» **Problem**: Copy out every line exactly as given.

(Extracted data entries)
## START
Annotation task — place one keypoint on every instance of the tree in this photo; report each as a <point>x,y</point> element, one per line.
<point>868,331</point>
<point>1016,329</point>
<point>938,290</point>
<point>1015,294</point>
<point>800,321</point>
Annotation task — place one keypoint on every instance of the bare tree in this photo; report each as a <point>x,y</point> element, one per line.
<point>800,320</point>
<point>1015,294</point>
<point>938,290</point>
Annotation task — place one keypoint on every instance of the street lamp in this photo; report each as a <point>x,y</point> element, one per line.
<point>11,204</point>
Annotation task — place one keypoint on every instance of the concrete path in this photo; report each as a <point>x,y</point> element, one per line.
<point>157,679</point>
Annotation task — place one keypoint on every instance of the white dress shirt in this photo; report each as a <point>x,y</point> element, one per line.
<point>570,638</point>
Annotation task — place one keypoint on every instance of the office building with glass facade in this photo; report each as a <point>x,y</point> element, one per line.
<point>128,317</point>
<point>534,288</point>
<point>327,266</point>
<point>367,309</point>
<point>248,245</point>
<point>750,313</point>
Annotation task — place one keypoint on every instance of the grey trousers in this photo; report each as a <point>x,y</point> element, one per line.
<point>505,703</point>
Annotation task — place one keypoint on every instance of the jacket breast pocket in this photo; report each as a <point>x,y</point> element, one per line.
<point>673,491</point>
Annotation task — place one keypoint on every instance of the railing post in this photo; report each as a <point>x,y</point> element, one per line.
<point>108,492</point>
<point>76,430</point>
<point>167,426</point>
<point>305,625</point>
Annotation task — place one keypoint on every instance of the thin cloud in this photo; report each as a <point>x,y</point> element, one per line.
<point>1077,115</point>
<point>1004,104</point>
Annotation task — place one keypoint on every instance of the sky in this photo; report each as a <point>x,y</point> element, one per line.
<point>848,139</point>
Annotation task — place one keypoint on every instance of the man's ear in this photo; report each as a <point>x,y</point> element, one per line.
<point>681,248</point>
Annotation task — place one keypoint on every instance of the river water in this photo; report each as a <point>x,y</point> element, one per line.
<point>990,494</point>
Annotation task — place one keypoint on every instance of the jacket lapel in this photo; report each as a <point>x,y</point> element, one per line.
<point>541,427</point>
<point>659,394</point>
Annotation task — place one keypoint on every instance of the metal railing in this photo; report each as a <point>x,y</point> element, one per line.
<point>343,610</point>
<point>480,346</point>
## END
» **Result**:
Annotation task — place one keypoint on every instance of the tree in this photo; report each as a <point>x,y</point> element, one per line.
<point>868,331</point>
<point>1016,329</point>
<point>938,290</point>
<point>1015,294</point>
<point>800,321</point>
Annotation task — place one keypoint on every instance of the bare tree in this photo; report each as a <point>x,y</point> element, one per line.
<point>800,320</point>
<point>1015,294</point>
<point>938,290</point>
Annotation task — place one keypoint on every instance of the street lamp in this photo; report each as a <point>x,y</point> element, one per line.
<point>11,204</point>
Annotation task — place one keypoint on every instance of the concrete path in this photo; report each as a <point>x,y</point> element, one per line.
<point>157,679</point>
Annotation task — place one keypoint on every instance of the white dress shirt in this photo; report each as a <point>x,y</point> element, one per line.
<point>570,638</point>
Annotation task — place one keypoint on every instance of the office building with glass facade in this photo; report each as a <point>x,y</point> element, one per line.
<point>128,317</point>
<point>534,288</point>
<point>327,266</point>
<point>367,309</point>
<point>248,245</point>
<point>750,313</point>
Annotation task — place one keypoint on every instance of the grey trousers in this photo; report each as a <point>x,y</point> element, one per line.
<point>505,703</point>
Annotation task — place one keypoint on every instance of the jacket breast pocket in this photo; report each as a <point>x,y</point> element, one per line.
<point>673,491</point>
Annotation task — place one keypoint on every instance of the railing post in this photo; report each as a <point>x,y</point> element, one per line.
<point>108,492</point>
<point>76,430</point>
<point>167,426</point>
<point>305,625</point>
Annotation task — place one keypoint on every instance of the thin cloud in this photo; report each as a <point>x,y</point> element, one per line.
<point>1077,115</point>
<point>1004,104</point>
Annotation task — place one keypoint on every instance of the sky in this photo; report each as a <point>x,y</point> element, one per line.
<point>848,139</point>
Annotation task — place one keypoint on every instance of the man's ear in this photo; report each as a <point>x,y</point> element, one per line.
<point>681,248</point>
Annotation task — place one keypoint on every instance of the river water in this photo; report each as a <point>x,y</point> element, one per line.
<point>990,494</point>
Annotation task — place one keypoint on every instance of the jacket lapel in this photo; report each as a <point>x,y</point> element, one per line.
<point>541,427</point>
<point>659,394</point>
Annotation task — place one keypoint on every instance of the metal railing in this photo; report each as a <point>x,y</point> element, one per line.
<point>343,610</point>
<point>480,346</point>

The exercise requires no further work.